WRITTEN PROBLEM 1: Decide whether each statement below agrees with the comment thread that follows. Answer yes or no for each and quote the deciding words. (a) The writer says two mosques in the writer's city have been firebombed within the past five years. (b) The writer says Muslims are a majority group where the writer lives. (c) The writer cites the Boston Tea Party as an example from American history.

— Begin EXTRACT TO READ —

I can't agree with an alternative reading. First of all the use of the word "enemy" is rather obvious. And I don't know how to see the phrase "cull 'em" as anything other than a call to violence against the "enemy."

To me, it is rather obvious who the enemy is in this reading.

OCSteve: Take a large sign, put Amanda's worst comment on one side of it and my hypothetical comment on the other. Take the sign and go hang out in front of a Catholic church on Sunday morning. Then take it and hang out at a Mosque on Friday afternoon. Are you equally comfortable both places?

If you make that "equally uncomfortable", yes. Deliberately setting out to be pointlessly offensive to people on their way into worship would make me feel very uncomfortable. I would feel less physically unsafe (and therefore probably more uncomfortable) doing it by near a mosque, since where I live, Muslims are a minority group, frequently subject to violent attacks (two of the mosques in my city have been firebombed within the past five years) and I would expect the Muslims entering the mosque to protest by calling the police or by asking me to leave. Whereas the Catholics are not a minority, and while they might just call the police, they might equally decide to beat me up.

"Off-topic: Anna Nicole Smith is still dead."

So is Generalissimo Franco. Guess which death likely has a larger effect on the world now (my vote is for the one dead more than a day).

It's not clear to me that we can really fairly compare the reception of anti-Christian and anti-Muslim sentiments unless we're willing to equalize circumstances some. Maybe if we were also at war with randomly selected Christian nations, referred from time to time to our war as a jihad, had high-ranking officials and prominent voices in the public sphere talking about the fundamental vices of Christianity and the desirability of wiping it all out, abducted and tortured random bystanders who happened to "look Christian", subjected random Christians to being yanked off planes and interrogated because they were carrying copies of the Book of Common Prayer, and studiously avoided all serious discussion of the body count racked up in our war against this week's designated enemy Christian nations, then we might have a more useful context.

All of which is to say that I agree with those who say that some - maybe a lot - of the Muslim violence against (from my point of view) stupid and banal cartoons is accumulated rage and frustration grabbing the nearest convenient outlet. That happens. In American history, the burning of the Gaspee and the Stamp Act riots come immediately to mind. And the Stonewall rioting, come to that - it wasn't that the police there were doing anything they hadn't done countless times before, it was just one damn thing too much. This is not to excuse the violence, and indeed I think its instigators ought to be up on damn serious charges, most particularly the ones using fraudulent misrepresentations alongside the real things in their rabble-rousing exhibits. I would like to think that if I were in the rioters' position, I'd be among the vast Muslim majority that isn't rioting. But it does seem to me counterproductive to try talking about this as if Muslims of the world don't have anything else on their minds, like the world's superpower on a berserk rampage against them.

— End EXTRACT TO READ —
— Begin GIVEN ENTRIES —

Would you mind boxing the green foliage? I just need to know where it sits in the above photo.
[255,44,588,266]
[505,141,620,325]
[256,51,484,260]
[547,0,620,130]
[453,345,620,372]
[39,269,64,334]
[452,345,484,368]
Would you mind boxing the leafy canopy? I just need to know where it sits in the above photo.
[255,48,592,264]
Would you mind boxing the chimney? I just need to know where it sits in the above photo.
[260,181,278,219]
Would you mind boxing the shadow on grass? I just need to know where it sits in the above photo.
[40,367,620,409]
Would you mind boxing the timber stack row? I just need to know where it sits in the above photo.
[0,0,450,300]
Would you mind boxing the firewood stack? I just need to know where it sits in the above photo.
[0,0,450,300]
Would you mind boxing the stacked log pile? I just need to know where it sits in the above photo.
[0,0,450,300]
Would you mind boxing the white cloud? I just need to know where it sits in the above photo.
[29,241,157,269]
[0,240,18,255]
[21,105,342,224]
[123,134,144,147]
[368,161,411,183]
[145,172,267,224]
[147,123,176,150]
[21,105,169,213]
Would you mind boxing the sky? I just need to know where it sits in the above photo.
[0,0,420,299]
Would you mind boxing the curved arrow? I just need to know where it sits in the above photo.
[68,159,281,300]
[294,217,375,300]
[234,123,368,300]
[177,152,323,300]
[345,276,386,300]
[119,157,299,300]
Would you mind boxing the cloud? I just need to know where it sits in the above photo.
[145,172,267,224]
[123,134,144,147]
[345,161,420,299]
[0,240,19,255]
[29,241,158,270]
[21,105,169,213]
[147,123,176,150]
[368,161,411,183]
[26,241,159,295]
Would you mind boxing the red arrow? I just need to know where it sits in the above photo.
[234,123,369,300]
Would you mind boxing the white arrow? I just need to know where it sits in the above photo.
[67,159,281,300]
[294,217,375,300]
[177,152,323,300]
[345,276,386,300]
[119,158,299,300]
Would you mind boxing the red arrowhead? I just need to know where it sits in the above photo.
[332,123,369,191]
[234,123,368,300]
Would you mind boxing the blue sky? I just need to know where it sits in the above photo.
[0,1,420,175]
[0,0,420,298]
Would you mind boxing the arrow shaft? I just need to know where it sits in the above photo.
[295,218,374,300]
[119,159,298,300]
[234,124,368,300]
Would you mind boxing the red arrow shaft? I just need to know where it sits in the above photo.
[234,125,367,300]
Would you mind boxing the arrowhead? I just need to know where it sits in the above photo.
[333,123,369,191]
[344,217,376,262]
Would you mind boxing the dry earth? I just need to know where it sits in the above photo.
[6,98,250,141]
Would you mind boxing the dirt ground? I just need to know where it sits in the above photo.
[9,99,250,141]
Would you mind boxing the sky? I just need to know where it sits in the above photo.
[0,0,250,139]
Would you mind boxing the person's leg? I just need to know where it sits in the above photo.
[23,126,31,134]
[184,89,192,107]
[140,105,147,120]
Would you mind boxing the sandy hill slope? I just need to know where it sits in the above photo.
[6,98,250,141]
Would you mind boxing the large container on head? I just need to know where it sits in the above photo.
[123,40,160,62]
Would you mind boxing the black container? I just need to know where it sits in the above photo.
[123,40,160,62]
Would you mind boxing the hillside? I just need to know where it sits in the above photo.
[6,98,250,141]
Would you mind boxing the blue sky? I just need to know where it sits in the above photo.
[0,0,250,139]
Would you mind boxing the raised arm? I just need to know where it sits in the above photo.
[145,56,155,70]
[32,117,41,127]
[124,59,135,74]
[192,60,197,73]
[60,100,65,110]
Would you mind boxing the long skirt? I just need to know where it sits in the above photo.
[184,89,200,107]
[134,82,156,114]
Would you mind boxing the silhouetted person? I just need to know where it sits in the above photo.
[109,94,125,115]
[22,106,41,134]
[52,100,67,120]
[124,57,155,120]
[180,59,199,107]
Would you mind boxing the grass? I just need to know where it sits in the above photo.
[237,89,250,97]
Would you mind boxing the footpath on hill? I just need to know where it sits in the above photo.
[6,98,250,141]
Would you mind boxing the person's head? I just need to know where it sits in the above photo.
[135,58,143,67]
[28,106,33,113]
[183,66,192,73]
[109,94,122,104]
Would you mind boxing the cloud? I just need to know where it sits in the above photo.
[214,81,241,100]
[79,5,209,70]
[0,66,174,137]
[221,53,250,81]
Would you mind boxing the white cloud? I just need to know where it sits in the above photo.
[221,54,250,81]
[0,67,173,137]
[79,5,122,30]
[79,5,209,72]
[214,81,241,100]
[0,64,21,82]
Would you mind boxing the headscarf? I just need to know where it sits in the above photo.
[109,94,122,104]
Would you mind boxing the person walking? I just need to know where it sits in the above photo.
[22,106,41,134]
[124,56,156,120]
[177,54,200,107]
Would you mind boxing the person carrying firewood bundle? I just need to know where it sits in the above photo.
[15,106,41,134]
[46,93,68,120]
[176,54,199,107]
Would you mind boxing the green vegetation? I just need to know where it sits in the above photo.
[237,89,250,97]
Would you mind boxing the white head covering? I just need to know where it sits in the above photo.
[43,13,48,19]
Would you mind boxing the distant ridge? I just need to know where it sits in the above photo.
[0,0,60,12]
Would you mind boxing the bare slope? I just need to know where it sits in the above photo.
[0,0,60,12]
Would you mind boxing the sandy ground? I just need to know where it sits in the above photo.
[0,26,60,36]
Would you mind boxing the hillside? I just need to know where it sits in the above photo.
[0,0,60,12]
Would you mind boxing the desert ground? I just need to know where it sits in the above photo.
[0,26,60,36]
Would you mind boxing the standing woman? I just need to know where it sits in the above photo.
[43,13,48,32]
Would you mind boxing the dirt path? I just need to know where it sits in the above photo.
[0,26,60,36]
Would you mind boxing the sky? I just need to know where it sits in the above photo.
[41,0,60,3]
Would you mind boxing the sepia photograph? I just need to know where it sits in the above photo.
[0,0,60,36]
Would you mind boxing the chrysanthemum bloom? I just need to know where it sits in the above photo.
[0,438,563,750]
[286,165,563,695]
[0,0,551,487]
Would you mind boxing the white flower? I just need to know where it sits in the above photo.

— End GIVEN ENTRIES —

WRITTEN PROBLEM 2: Pick out every line in the listing above that contains the word "person".

COMPLETE ANSWER 1:
(a) Yes: "two of the mosques in my city have been firebombed within the past five years"
(b) No: "where I live, Muslims are a minority group"
(c) No: "In American history, the burning of the Gaspee and the Stamp Act riots come immediately to mind."

COMPLETE ANSWER 2:
Would you mind boxing the person's leg? I just need to know where it sits in the above photo.
Would you mind boxing the silhouetted person? I just need to know where it sits in the above photo.
Would you mind boxing the person's head? I just need to know where it sits in the above photo.
Would you mind boxing the person walking? I just need to know where it sits in the above photo.
Would you mind boxing the person carrying firewood bundle? I just need to know where it sits in the above photo.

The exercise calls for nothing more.